> **SOURCE PASSAGE**
★ ★ ★ ★ ★ ★ ★
This is a show that has been in production since 2019(!) and again it’s Shonda’s first writing credit in years, so where does it go wrong?

“You Don’t Know What It’s Like to Create Something”

Perhaps the problem lies mostly in the runtime—with each episode spanning somewhere in the neighbourhood between 59-82 minutes, they’re hard to get through and I will admit I fell asleep two nights this week to this show because it’s just not captivating. Don’t get me wrong, the story of Anna Delvey/Sorokin is objectively interesting: she’s a total con/genius, a totally unreliable narrator, and has a lot of iconic lines that range from skewering basic bitches to chewing out the men who underestimate her. But this story isn’t really about her.

The story (and each episode) lose themselves in one of the characters Anna has screwed over. We learn about her through their lens, but we spend too much time on them, and not really enough time on what actually makes Anna tick (until Episode 8 when we finally do an Anna-centric episode). I guess my biggest point is why in a nine-episode miniseries should we only use the protagonist (and the excellence of Julia Garner) so sparingly? Why do we need to spend so much time with the journalist writing this story? Why do we need to get to know the staff at Manhattan Magazine? Why do we need to spend so much time with Anna’s financial advisor? Why do we care when his preferred tennis court gets taken away?

Anna and her financial advisor stare at art.
★ ★ ★ ★ ★ ★ ★
> **COLLECTED MATERIAL**

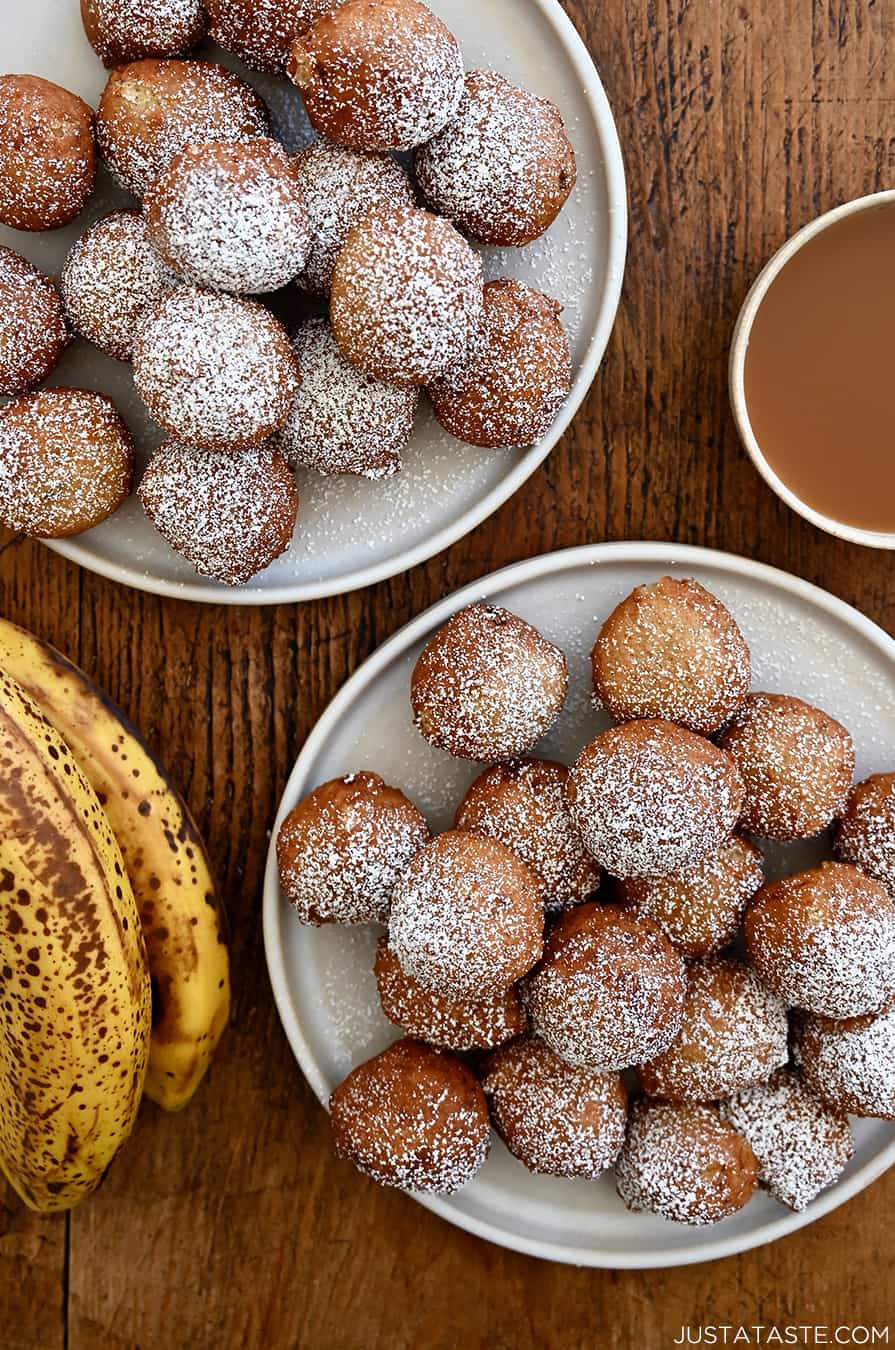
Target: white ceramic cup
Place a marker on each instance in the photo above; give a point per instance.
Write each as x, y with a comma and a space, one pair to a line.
736, 374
★ ★ ★ ★ ★ ★ ★
> **TO-DO LIST**
[1] In the review of the Anna Delvey miniseries, restate the passage starting with "This is a show" and going on through "really about her.", swapping "runtime" for "episode length".
[2] Answer from the review of the Anna Delvey miniseries:
(a) Since what year has the show been in production?
(b) How long does each episode run?
(c) Which episode finally centers on Anna?
[3] Pick up the review of the Anna Delvey miniseries and carry it on past its final line.

> **ANSWERS**
[1]
This is a show that has been in production since 2019(!) and again it’s Shonda’s first writing credit in years, so where does it go wrong?

“You Don’t Know What It’s Like to Create Something”

Perhaps the problem lies mostly in the episode length—with each episode spanning somewhere in the neighbourhood between 59-82 minutes, they’re hard to get through and I will admit I fell asleep two nights this week to this show because it’s just not captivating. Don’t get me wrong, the story of Anna Delvey/Sorokin is objectively interesting: she’s a total con/genius, a totally unreliable narrator, and has a lot of iconic lines that range from skewering basic bitches to chewing out the men who underestimate her. But this story isn’t really about her.

[2]
(a) 2019
(b) Somewhere between 59 and 82 minutes
(c) Episode 8

[3]
Photo: Nicole Rivelli/Netflix

I know, I’m getting carried away with questions, I am a journalist in my own story right now trying to write some meta commentary on a show about journalism and identity and class and streaming services, but I guess the hot take I’m trying to get to right now is maybe leaving the network 44-minute structure ultimately hurt Shondaland here. So successful, so tight, so soapy, and so clutching-your-popcorn-and-red-wine during the ads, the writing is different here because it can be. But it doesn’t use Netflix’s format of freedom to its advantage. I can’t believe I’m about to come to the defense of The Politician and Ryan Murphy, but one thing The Politician did well was use shorter episodes to build smaller characters up and explore other points of view. It’s a mystery that the Shondaland team didn’t do that here, and instead chose to go longer, more expansive, but without any added pizzazz. It feels quite filler heavy in the end, and I couldn’t tell you much about her boyfriend Chase once getting to the end, or trace for you the order of people she screws over, and that’s not on how many people Anna throws under the bus, that’s on how many journalism side characters we need to endure.

“People Only Flash Money Like That When They’re Trying to Distract You From Something”

There’s a brief glimpse of the show I thought we were going to get in the first episode where Anna voices the fact that we’re about to sit on our fat asses and watch a show about her (“no, not her, me!” she exclaims as we flash to Vivian Kent (Anna Chlumsky)—the journalist). And just like that…the show focuses on Vivian. Vivian is pregnant, Vivian has a side-plot where she’s trying to gain back her reputation from a piece which ruined a friendship with her boss but also her entire journalistic reputation, and also lost her a job at Bloomberg.

It’s unclear how much we’re supposed to care about this given that when it all gets spilled near the end it just doesn’t end up being that dramatic or interesting, much like the show itself. That could have something to do with the fact that this is real life and there’s really only one way you could go with this story, but even “nonfiction” requires creativity, it requires voice, and it requires some sort of consistency, and I just don’t think any of that is really clear here.

Anna stares over at Vivian (unpictured) while she visits Anna in prison.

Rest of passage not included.